Problem to work on: Beginning with the line that contains "the skate mark", extract each line through the end of the listing below, with no additions or omissions.

Records:
◆ ◆ ◆ ◆

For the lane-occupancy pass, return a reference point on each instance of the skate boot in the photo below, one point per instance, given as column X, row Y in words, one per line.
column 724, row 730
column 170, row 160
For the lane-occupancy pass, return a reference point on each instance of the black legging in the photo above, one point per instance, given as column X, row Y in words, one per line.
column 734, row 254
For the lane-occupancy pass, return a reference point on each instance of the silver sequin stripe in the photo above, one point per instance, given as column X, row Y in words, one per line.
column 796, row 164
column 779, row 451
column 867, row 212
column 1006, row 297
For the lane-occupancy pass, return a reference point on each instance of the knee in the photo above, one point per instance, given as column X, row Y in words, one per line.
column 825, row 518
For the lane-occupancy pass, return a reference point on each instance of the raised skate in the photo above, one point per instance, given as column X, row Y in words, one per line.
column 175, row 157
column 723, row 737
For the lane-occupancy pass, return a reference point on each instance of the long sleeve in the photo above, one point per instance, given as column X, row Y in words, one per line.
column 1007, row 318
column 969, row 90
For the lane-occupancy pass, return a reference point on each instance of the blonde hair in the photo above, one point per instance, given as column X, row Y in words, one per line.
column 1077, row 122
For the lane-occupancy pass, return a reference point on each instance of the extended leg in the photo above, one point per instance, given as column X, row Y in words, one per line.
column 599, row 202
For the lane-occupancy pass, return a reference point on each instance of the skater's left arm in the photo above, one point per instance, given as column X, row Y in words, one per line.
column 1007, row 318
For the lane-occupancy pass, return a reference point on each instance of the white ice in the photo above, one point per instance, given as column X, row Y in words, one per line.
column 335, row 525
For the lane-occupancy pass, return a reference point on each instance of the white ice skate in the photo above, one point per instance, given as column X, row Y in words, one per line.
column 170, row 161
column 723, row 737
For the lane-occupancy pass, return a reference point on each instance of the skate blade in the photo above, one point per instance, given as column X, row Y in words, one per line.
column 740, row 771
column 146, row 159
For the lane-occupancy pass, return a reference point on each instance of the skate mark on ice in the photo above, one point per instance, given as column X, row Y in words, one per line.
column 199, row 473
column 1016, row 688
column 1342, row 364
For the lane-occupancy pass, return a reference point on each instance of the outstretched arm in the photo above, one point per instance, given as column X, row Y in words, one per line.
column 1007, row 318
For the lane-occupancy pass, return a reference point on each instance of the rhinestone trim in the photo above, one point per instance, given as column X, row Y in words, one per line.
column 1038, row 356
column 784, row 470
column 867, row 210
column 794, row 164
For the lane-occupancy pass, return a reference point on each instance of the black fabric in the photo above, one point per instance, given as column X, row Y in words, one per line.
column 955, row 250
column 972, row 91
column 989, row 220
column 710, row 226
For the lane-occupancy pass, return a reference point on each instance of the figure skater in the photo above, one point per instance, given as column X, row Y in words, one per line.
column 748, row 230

◆ ◆ ◆ ◆

Task solution:
For the lane-occupancy pass, return a reference point on each instance of the skate mark on ice in the photo above, one point per instance, given as column X, row Y in words, one per line.
column 199, row 473
column 1016, row 688
column 1342, row 364
For the lane-occupancy pass, return a reference point on each instance of the outstretched arm in the photo above, one point per instance, given as column X, row Y in words, one per line.
column 1007, row 318
For the lane-occupancy pass, return a reference point on each instance of the rhinestone trim in the photo above, one point per instance, given as column X, row Y in words, one per line.
column 1038, row 356
column 784, row 470
column 867, row 210
column 794, row 164
For the lane-occupancy pass, return a reference point on each instance of the black fabric in the photo above, one point per instance, given as column X, row Y in words, one per line.
column 955, row 250
column 972, row 91
column 989, row 220
column 710, row 226
For the lane-occupancy pass, return a reference point on each instance of the figure skater in the photo above, one point per instance, given as column X, row Y in words, one per line.
column 748, row 230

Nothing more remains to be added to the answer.